Los privilegios de la producción hollywoodense están trasladándose a varios países latinoamericanos, debido al control de la distribución y la exhibición por empresas estadounidenses, canadienses y australianas, y también mediante el procedimiento de block booking, la contratación por paquete de películas. Quiere decir que las distribuidoras, para vender, por ejemplo, El hombre araña o Matrix, obligan a las salas a comprar 30 filmes de bajo interés y calidad, y a programar sus películas durante los meses de mayor público. Si un exhibidor nacional, aunque sea tan poderoso como Cinépolis, con 1.002 salas en México, coloca filmes no estadounidenses (latinoamericanos o europeos) en las semanas preferentes, será «sancionado» por las distribuidoras de Estados Unidos privándolo de sus éxitos de taquilla.

Esta expansión sofocante para las cinematografías latinoamericanas y las presiones del Gobierno estadounidense para desproteger las industrias nacionales están siendo parcialmente compensadas gracias a fondos recaudados en algunos países con pequeñas cuotas de las entradas de cine y la renta de películas, y mediante los tiempos de pantalla destinados a películas nacionales, medidas que en México fueron saboteadas por los cabildeos de Jack Valenti y las distribuidoras estadounidenses. Las coproducciones con España, Francia, y los apoyos de Ibermedia y otros fondos europeos, han ido reactivando las cinematografías de Argentina, Brasil, Colombia, Chile y México. Sólo como parte del programa intergubernamental iberoamericano Ibermedia se hicieron 58 filmes en coproducción España-países latinoamericanos en los últimos cinco años.

Si IMCINE desaparece, ¿quién va a negociar los fondos de Ibermedia y otros recursos disponibles en mercados internacionales?, ¿quién argumentará, como viene haciendo IMCINE, para que el Estado reciba el peso (un peso sobre 47) de cada entrada que los exhibidores de cine han impugnado judicialmente? Sólo veremos las películas europeas, asiáticas y latinoamericanas que apadrinen distribuidoras estadounidenses.

Perder es cuestión de método

Esta frase que titula una novela de Santiago Gamboa sirve para describir las últimas medidas de política cultural y científica en México. Lo demuestra la manía de pensar los gastos en cultura y ciencia como costo y no como inversión. Aun en términos económicos se conocen las ganancias que están generando las inversiones culturales: lo obtenido por el Gobierno gracias al IVA de las salas de cine, como han estimado los directores de Imcine, Alfredo Joskowicz, y de Fidecine, Víctor Ugalde, triplica los aportes estatales a estos organismos cada año. Es más difícil que los economistas valoren los réditos simbólicos, específicamente culturales, y los frutos políticos de gobernabilidad y equidad, derivados de políticas orientadas a una mejor distribución y un acceso más amplio de la población a estos bienes, así como por la proyección internacional de la cultura mexicana.
====================
Actividades propuestas
- 1) Actualiza el pasaje del texto sobre el cine latinoamericano que va desde «Los privilegios de» hasta «éxitos de taquilla.», poniendo «Titanic» en lugar de «El hombre araña».
- 2) Enumera los países cuyas cinematografías, según el texto sobre el cine latinoamericano, se han ido reactivando gracias a las coproducciones y los apoyos europeos.
====================
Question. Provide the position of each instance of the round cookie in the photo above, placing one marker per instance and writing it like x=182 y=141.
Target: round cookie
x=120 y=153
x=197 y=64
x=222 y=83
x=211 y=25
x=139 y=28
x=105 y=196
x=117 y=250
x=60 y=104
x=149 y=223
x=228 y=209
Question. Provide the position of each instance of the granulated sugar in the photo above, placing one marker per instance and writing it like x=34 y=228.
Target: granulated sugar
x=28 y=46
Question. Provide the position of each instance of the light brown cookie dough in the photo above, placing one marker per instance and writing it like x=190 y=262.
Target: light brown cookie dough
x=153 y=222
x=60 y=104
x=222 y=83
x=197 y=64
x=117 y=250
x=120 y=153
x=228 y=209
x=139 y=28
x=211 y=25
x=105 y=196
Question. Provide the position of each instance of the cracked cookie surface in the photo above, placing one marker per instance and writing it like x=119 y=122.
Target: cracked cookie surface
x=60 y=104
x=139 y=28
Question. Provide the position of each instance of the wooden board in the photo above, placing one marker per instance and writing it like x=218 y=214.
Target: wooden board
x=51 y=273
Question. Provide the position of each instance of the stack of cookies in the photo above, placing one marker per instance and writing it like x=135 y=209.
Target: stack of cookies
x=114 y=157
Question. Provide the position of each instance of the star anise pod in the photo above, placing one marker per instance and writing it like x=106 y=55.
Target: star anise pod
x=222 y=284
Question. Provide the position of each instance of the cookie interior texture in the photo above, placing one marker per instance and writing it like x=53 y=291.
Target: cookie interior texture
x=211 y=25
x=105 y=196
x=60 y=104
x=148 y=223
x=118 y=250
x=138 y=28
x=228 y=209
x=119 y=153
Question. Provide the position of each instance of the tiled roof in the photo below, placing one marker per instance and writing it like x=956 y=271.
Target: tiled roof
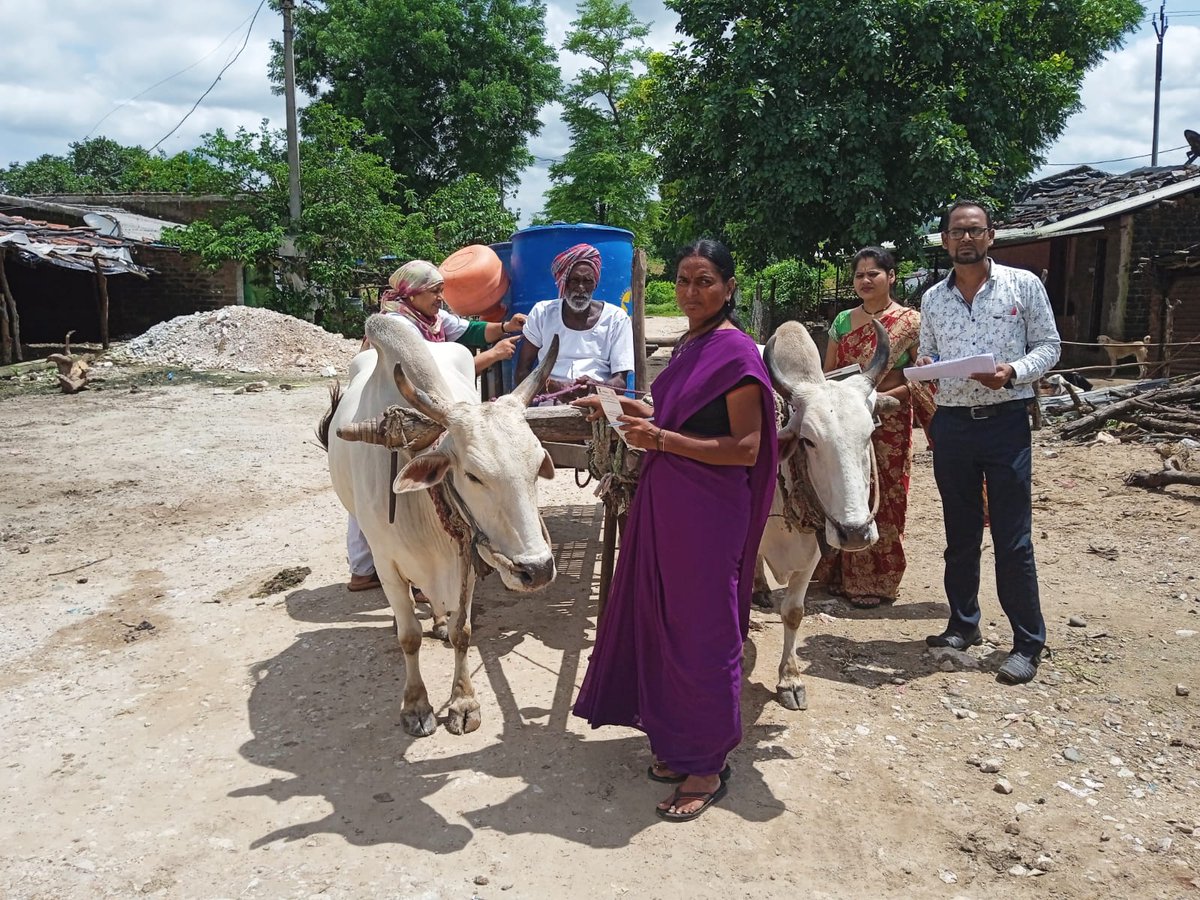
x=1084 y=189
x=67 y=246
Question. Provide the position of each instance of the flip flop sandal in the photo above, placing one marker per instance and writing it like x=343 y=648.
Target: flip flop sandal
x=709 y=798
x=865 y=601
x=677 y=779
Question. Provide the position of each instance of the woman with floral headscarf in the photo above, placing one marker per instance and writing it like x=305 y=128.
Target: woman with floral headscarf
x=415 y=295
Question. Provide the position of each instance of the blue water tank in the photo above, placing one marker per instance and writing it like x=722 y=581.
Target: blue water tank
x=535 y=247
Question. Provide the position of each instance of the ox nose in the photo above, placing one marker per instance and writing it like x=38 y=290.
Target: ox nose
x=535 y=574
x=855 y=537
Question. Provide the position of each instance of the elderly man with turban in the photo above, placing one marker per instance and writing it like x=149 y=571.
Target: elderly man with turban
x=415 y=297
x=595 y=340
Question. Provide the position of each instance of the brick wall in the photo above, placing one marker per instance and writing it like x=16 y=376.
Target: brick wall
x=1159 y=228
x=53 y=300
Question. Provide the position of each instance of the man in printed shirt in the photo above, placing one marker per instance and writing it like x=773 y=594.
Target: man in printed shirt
====================
Respuestas correctas
- 1)
Los privilegios de la producción hollywoodense están trasladándose a varios países latinoamericanos, debido al control de la distribución y la exhibición por empresas estadounidenses, canadienses y australianas, y también mediante el procedimiento de block booking, la contratación por paquete de películas. Quiere decir que las distribuidoras, para vender, por ejemplo, Titanic o Matrix, obligan a las salas a comprar 30 filmes de bajo interés y calidad, y a programar sus películas durante los meses de mayor público. Si un exhibidor nacional, aunque sea tan poderoso como Cinépolis, con 1.002 salas en México, coloca filmes no estadounidenses (latinoamericanos o europeos) en las semanas preferentes, será «sancionado» por las distribuidoras de Estados Unidos privándolo de sus éxitos de taquilla.

- 2) Argentina, Brasil, Colombia, Chile y México.